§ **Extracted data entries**

━━━━

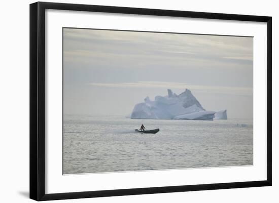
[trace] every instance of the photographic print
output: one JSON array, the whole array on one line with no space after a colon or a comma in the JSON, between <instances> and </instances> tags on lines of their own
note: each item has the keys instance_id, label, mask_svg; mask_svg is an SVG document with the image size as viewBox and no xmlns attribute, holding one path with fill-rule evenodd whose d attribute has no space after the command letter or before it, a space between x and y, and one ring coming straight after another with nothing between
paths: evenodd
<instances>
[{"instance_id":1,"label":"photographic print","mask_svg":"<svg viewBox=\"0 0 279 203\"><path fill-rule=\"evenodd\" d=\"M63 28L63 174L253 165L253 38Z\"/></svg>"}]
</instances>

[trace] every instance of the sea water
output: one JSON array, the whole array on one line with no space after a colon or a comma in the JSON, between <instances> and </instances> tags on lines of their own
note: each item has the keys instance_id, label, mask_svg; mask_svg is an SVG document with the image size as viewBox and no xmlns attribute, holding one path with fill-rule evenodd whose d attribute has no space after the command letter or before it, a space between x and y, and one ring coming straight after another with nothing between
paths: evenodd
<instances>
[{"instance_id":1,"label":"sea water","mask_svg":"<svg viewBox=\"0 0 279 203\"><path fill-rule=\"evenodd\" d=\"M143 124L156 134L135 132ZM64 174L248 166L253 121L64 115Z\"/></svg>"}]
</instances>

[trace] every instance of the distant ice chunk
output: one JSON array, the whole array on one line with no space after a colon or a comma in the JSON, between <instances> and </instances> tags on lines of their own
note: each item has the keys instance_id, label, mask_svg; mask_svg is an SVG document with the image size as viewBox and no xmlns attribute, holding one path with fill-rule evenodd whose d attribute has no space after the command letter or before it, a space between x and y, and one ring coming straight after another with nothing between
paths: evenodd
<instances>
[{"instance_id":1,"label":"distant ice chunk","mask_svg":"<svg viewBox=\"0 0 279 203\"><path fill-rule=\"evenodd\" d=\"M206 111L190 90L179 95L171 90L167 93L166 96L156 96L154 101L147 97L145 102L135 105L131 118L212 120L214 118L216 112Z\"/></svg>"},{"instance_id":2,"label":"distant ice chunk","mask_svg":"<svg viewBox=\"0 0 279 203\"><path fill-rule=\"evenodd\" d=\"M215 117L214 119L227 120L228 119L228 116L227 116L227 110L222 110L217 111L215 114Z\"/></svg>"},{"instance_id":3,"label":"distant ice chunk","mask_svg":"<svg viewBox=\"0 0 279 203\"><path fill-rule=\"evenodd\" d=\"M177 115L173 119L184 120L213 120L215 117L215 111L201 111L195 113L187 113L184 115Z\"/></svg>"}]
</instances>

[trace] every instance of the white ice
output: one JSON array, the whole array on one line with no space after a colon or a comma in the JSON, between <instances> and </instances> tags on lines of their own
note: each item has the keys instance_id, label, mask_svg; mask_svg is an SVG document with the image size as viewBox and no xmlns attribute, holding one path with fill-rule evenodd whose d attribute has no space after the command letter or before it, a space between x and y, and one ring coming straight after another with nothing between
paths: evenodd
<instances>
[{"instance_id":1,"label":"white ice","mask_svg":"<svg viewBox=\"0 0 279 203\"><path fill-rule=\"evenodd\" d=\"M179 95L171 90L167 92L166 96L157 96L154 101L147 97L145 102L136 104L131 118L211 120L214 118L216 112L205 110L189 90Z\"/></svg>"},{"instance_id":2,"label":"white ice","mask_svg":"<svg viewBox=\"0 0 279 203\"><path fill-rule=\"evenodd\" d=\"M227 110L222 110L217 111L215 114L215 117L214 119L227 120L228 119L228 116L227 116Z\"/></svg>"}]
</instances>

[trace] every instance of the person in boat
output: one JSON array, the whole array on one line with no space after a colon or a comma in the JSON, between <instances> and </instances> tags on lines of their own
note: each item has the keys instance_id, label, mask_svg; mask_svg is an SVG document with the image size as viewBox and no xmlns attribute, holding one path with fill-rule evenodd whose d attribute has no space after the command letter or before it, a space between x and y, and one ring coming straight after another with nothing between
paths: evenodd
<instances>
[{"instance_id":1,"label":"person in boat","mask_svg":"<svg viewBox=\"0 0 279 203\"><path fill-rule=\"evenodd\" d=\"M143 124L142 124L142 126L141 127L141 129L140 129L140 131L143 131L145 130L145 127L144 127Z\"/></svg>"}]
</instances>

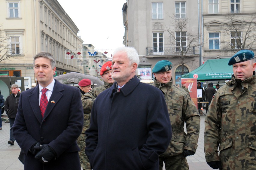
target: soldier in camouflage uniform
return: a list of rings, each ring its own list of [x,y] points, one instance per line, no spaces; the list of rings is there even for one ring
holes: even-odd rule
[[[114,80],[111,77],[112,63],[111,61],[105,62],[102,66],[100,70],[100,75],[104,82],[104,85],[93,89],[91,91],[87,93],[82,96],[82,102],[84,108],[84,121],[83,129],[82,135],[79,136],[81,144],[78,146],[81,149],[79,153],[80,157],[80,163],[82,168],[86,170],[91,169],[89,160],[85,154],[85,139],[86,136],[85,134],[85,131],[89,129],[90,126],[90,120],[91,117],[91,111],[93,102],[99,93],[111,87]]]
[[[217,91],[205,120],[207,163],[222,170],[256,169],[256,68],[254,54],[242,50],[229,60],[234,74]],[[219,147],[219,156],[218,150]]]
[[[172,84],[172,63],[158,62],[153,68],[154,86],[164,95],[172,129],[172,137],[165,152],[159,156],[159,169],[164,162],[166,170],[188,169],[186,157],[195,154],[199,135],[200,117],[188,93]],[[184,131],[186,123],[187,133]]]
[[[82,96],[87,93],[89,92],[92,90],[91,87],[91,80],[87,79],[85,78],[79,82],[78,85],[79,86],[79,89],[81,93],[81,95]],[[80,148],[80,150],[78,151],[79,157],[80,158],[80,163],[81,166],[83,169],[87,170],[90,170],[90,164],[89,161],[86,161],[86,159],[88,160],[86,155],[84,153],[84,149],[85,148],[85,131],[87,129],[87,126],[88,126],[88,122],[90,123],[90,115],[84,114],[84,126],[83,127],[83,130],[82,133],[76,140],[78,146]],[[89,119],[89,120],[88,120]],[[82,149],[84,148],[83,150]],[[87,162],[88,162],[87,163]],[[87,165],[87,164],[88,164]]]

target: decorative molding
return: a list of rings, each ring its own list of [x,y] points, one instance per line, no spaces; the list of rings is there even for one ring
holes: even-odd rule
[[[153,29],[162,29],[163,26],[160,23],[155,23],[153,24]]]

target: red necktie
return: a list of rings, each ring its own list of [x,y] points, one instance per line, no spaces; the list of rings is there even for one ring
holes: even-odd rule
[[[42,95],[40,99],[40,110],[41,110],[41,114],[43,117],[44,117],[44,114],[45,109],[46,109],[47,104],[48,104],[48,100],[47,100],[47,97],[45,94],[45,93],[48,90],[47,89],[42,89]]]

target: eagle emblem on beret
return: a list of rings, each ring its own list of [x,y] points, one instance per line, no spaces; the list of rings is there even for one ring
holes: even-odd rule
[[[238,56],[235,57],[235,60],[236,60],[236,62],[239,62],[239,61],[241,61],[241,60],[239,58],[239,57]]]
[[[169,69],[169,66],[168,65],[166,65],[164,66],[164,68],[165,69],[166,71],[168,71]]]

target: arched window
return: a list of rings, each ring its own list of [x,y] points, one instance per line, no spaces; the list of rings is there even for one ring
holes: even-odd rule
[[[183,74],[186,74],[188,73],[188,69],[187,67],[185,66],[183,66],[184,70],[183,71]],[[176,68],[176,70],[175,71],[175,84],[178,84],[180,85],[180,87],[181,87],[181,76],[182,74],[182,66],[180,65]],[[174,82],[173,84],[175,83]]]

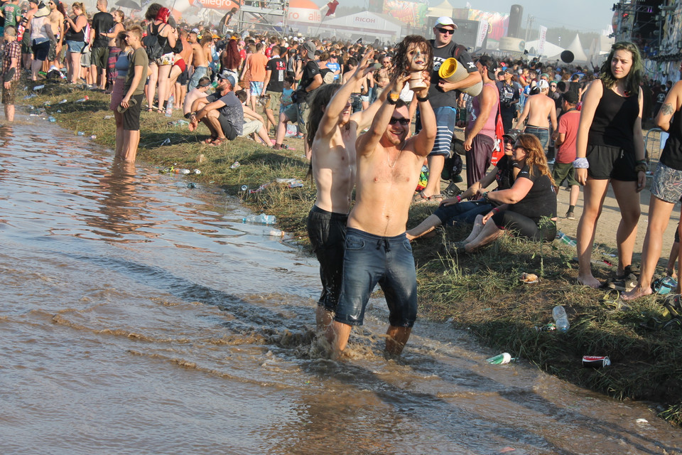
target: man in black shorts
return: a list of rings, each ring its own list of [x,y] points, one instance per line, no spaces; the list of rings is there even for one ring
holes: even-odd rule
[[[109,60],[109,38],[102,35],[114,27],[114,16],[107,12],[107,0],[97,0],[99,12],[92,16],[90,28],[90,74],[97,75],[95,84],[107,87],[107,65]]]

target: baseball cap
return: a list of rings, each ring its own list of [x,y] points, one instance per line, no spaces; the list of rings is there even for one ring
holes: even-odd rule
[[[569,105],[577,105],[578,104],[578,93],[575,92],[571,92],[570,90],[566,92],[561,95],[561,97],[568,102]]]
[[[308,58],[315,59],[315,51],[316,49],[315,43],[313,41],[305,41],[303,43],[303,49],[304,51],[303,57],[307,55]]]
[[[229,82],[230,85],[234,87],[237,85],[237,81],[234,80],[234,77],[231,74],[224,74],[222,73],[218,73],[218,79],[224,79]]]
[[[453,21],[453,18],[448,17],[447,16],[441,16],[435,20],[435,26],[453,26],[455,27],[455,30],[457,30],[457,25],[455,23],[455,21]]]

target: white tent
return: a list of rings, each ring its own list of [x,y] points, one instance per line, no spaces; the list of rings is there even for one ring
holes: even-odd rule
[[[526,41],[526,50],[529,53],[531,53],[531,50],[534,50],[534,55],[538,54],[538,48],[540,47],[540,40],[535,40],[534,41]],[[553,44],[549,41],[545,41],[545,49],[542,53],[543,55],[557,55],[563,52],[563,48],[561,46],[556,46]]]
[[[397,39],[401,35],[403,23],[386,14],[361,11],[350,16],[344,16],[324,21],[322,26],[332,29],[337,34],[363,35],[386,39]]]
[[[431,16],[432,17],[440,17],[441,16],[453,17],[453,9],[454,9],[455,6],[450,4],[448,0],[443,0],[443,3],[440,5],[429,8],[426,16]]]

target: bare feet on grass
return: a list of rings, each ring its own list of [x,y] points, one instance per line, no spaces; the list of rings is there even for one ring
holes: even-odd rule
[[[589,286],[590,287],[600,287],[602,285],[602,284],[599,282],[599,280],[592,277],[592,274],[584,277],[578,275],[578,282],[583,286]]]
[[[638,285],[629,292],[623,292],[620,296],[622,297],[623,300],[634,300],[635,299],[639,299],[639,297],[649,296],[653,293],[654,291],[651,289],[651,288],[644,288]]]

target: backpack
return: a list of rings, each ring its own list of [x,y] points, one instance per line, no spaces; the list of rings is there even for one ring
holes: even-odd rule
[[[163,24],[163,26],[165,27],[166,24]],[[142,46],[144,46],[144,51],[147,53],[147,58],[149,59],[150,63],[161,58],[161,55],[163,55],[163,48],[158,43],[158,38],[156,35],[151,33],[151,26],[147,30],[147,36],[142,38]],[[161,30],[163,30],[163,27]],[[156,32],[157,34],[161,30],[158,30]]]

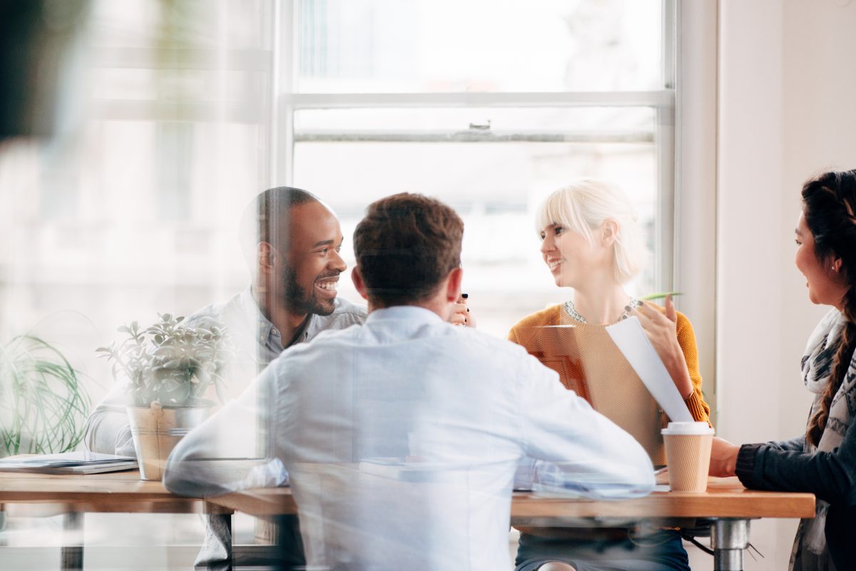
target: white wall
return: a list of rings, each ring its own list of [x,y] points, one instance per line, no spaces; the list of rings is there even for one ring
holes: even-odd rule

━━━━

Rewrite the entries from the line with "target: backpack" through the end, changing "white wall" to "brick wall" and leaving everything else as it is. Omit the pictures.

§ **EXERCISE SOLUTION**
target: backpack
return: a list of rings, each ring its own list of [x,y] points, one instance per line, no spaces; the list of rings is there even for one ring
holes: even-odd rule
[[[163,24],[163,26],[165,27],[166,24]],[[142,46],[144,46],[144,51],[147,53],[147,58],[149,59],[150,63],[161,58],[161,55],[163,55],[163,48],[158,43],[158,38],[156,35],[151,33],[151,26],[147,30],[147,36],[142,38]],[[161,30],[163,30],[163,27]],[[156,32],[157,34],[161,30],[158,30]]]

target: brick wall
return: a list of rings, each ring its own list of [x,y] points, one instance per line, no spaces; the list of rings is there even for one ring
holes: even-odd rule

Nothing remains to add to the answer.